- _ASSIGNED TASK_
Pick every line from the data below that contains the string "boot" and copy it.

- _MATERIAL SHOWN_
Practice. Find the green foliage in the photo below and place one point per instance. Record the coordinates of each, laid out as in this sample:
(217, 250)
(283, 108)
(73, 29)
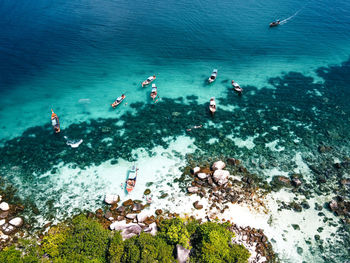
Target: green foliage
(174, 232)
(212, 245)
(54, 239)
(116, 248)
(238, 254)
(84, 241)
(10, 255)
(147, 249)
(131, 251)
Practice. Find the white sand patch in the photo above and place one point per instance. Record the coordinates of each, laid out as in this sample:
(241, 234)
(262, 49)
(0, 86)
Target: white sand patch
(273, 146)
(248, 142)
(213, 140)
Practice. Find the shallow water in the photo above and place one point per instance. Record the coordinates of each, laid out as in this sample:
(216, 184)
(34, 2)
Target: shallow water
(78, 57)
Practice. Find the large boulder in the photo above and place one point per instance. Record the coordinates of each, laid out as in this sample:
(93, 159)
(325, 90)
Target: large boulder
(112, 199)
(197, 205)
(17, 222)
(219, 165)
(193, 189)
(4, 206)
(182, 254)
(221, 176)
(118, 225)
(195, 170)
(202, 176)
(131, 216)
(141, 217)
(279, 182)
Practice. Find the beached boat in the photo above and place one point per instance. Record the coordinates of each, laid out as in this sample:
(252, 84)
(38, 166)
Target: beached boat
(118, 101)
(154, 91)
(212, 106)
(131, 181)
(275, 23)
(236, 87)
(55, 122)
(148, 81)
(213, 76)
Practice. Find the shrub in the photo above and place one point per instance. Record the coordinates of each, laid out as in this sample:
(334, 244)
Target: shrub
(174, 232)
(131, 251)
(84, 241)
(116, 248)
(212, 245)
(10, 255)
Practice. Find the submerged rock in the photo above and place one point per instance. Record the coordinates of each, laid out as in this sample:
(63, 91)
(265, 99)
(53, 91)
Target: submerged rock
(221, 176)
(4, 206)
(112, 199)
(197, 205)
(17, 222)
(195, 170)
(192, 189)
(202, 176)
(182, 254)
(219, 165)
==
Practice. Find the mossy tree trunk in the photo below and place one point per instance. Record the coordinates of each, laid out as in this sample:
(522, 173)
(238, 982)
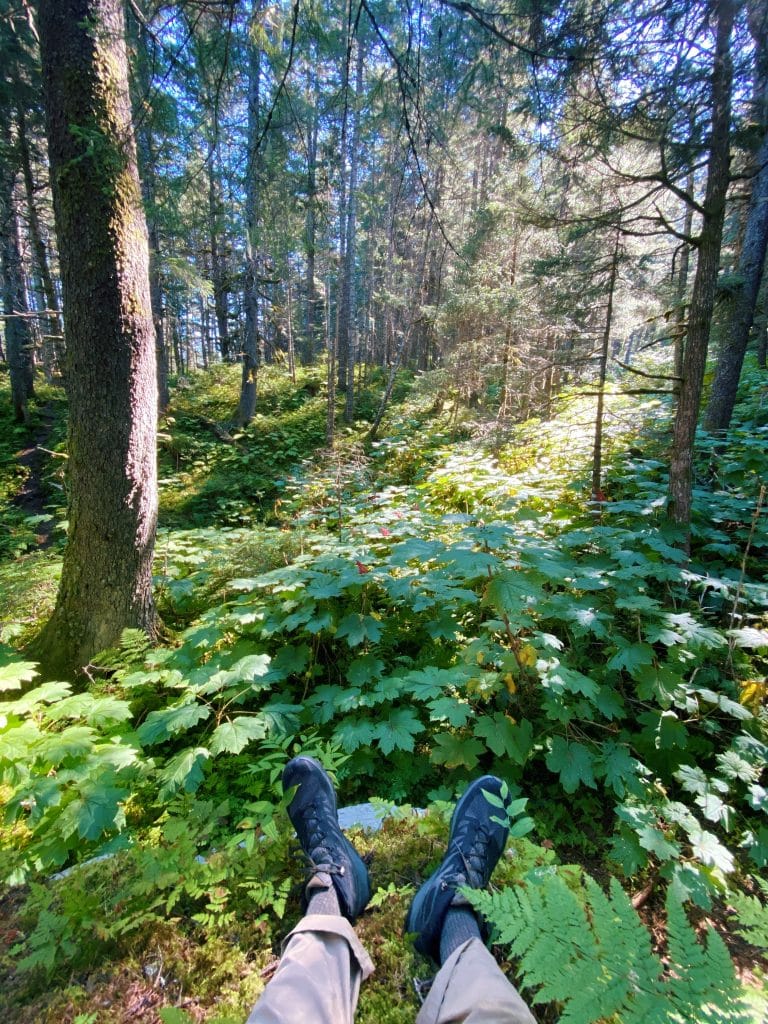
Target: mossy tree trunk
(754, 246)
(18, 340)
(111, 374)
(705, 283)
--
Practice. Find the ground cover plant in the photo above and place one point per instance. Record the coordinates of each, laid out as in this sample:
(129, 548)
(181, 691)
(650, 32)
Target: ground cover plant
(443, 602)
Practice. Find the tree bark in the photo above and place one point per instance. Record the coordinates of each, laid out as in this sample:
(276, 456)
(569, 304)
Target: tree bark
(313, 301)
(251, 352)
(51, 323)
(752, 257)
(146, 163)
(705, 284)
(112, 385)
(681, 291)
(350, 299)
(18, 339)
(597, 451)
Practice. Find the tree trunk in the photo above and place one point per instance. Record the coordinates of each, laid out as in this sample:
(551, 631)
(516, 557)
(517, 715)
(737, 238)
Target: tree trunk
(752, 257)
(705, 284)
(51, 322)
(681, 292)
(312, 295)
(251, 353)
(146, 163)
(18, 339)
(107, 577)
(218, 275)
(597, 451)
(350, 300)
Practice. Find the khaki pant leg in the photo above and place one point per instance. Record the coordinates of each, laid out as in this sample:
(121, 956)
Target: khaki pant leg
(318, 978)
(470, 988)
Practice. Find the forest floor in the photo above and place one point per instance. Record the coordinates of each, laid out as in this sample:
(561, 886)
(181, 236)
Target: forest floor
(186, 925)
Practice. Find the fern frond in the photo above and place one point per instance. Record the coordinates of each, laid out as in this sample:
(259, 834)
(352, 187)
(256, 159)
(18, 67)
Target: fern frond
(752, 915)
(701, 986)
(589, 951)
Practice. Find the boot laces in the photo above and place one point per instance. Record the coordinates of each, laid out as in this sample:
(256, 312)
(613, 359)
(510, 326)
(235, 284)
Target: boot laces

- _RESULT OF THIS TASK_
Practice. Find the boot laces in the photo above and place one point per instance. Record the coordinates of each, laid out as in this sample:
Target: boot laces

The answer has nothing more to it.